> **Extrait à lire**
- - -

RD Congo – Belgique : Vous avez dit « plan Marshall » ? Boniface Kakule Musavuli Juriste, comptable et militant des droits de l’homme

Etrange
manque d’enthousiasme face à l’idée qu’on se fait d’un 
« plan
Marshall »
,
c’est-à-dire un vaste programme d’investissement multisectoriel
destiné à enclencher l’essor de développement d’un pays ou
d’une région sinistrée. 

Une
première explication viendrait de l’absence de consultation
préalable des dirigeants congolais, et encore moins des populations
congolaises qui en seraient bénéficiaires. Envisager un plan
de développement sans consulter les « bénéficiaires » a
quelque chose d’audacieux lorsqu’on considère qu’il s’agit
d’une ancienne puissance coloniale. Dans tous les cas,
la « générosité » ne faisant point
partie de la logique des Etats (qui ne fonctionnent qu’en
termes d’intérêts)
, la question du « plan
Marshall »
 pour le Congo, initié par la
Belgique, mériterait d’être abordée en mettant en
perspective un certain nombre de considérations.

- - -

> **Données fournies**
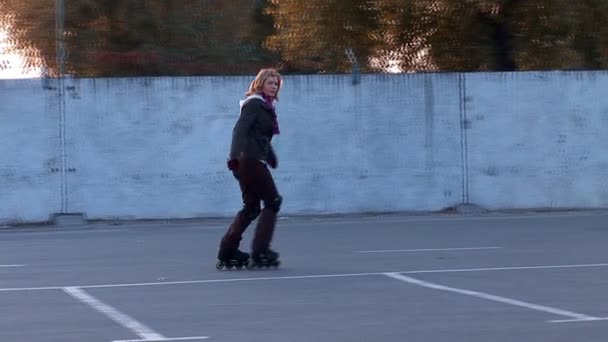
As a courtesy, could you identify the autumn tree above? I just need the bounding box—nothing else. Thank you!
[0,0,272,76]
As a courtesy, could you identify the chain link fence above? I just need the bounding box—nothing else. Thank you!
[0,0,608,77]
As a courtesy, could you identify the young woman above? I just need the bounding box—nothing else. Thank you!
[217,69,282,269]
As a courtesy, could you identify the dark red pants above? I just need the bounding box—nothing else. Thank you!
[220,159,282,254]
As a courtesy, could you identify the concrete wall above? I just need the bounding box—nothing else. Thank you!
[0,72,608,223]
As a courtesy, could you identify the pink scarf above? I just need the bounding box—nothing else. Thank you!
[262,94,281,134]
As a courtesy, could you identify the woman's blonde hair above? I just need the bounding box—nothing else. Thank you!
[245,68,283,101]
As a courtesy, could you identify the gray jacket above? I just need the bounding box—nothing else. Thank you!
[230,95,277,165]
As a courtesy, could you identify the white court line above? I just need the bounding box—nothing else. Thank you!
[0,263,608,292]
[63,287,209,342]
[384,272,599,321]
[549,317,608,323]
[353,247,502,253]
[63,287,165,340]
[112,336,209,342]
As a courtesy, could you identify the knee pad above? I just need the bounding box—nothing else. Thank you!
[264,196,283,213]
[243,204,262,221]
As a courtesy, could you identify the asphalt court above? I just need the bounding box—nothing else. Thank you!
[0,213,608,342]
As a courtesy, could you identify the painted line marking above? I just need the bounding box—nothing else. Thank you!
[384,272,599,321]
[549,317,608,323]
[0,263,608,292]
[353,247,502,253]
[112,336,209,342]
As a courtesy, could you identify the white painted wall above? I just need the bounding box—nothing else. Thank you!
[0,72,608,222]
[0,79,61,224]
[466,72,608,209]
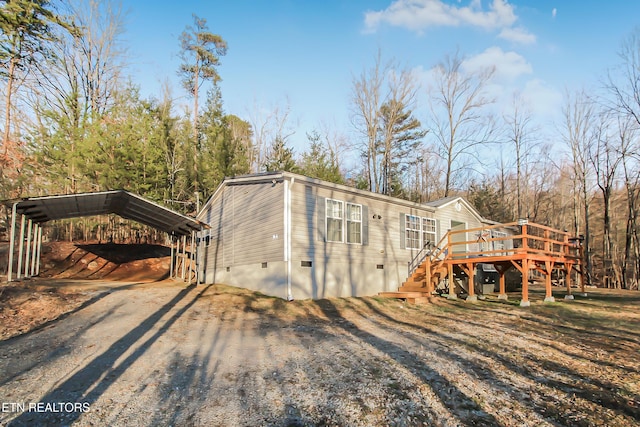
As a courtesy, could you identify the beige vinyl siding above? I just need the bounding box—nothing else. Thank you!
[204,182,284,268]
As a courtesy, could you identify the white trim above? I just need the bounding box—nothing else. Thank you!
[343,202,364,245]
[422,216,438,246]
[403,214,422,250]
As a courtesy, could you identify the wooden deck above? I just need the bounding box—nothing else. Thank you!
[384,222,584,306]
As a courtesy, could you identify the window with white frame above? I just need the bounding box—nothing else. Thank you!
[422,218,438,246]
[326,199,343,242]
[404,215,421,249]
[491,230,507,251]
[347,203,362,244]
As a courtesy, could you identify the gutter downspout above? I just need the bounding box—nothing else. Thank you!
[284,177,296,301]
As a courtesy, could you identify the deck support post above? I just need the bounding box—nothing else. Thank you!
[466,262,478,302]
[494,264,511,301]
[520,258,531,307]
[447,263,458,299]
[544,260,556,302]
[564,263,573,300]
[7,203,19,283]
[424,256,434,296]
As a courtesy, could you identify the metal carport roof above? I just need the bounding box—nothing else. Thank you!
[4,190,208,236]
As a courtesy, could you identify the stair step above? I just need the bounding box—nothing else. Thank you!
[378,291,429,298]
[406,297,431,304]
[378,292,431,304]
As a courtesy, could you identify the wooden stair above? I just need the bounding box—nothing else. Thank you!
[378,239,449,304]
[378,291,431,304]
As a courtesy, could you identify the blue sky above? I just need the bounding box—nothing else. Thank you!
[123,0,640,157]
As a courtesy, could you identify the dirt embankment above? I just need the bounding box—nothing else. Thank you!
[0,242,170,339]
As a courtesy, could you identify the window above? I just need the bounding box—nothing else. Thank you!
[404,215,420,249]
[347,203,362,244]
[422,218,438,246]
[491,230,507,251]
[326,199,343,242]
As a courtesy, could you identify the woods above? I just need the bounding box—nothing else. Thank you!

- - -

> **Consignes**
- 1) Relevez chaque mot ou expression que le texte sur le plan Marshall pour le Congo met entre guillemets « ». Ne notez qu'une fois ceux qui reviennent.
- 2) Recopiez le passage du texte sur le plan Marshall pour le Congo entre « RD Congo – Belgique : Vous » et « d’une région sinistrée. », ces deux passages compris.
- 3) Écrivez la suite du texte sur le plan Marshall pour le Congo, en reprenant juste après sa dernière phrase.

> **Réponses**
- 1)
plan Marshall
bénéficiaires
générosité

- 2)
RD Congo – Belgique : Vous avez dit « plan Marshall » ? Boniface Kakule Musavuli Juriste, comptable et militant des droits de l’homme

Etrange
manque d’enthousiasme face à l’idée qu’on se fait d’un 
« plan
Marshall »
,
c’est-à-dire un vaste programme d’investissement multisectoriel
destiné à enclencher l’essor de développement d’un pays ou
d’une région sinistrée.

- 3)
Le
Congo est encore un pays en guerre

Engager
un plan Marshal pour le Congo, dans les conditions actuelles, ne
revient-il pas à mettre les charrues avant les bœufs ? En
effet, lorsqu’en 1947, les Américains décident de financer la
reconstruction des pays européens, la Seconde Guerre mondiale a déjà
pris fin. L’Allemagne nazie a été vaincue. On pouvait donc
investir dans une certaine sérénité.


Le
Congo n’est absolument pas dans la même situation. Le pays est en
guerre contre le Rwanda, l’Ouganda et un réseau international de
prédation orchestrant le pillage des ressources minières du
sous-sol congolais. A tout moment les combats peuvent reprendre dans
le Kivu. D’ailleurs, les signes annonçant de nouveaux
affrontements se multiplient
[1].
Aller investir des millions d’euros et de dollars dans une région
comme celle-là relève d’un raisonnement digne du 
tonneau
des Danaïdes
.

Les
pays européens sont déjà empêtrés dans des programmes de
développement sans lendemain dans une autre région en proie à une
violence endémique. En Palestine, les Européens financent la
construction des infrastructures qui sont rasées dès le
déclenchement des hostilités avec l’armée israélienne. Les
ruines sont déblayées pour l’édification de nouveaux bâtiments
qui sont, à leur tour, rayés de la carte. Absurde, non ! On
croit jeter l’argent des Européens par la fenêtre…

On
ne met pas les charrues avant les bœufs, faut-il toujours le
rappeler. Il faut commencer par régler le conflit. Il faut soutenir
le Congo dans ses efforts visant à reprendre le contrôle du
territoire national et la maitrise de ses frontières. Etrange
réflexion des ministres belges qui parlent de « construire
un pont entre le Congo et le Rwanda et non un mur »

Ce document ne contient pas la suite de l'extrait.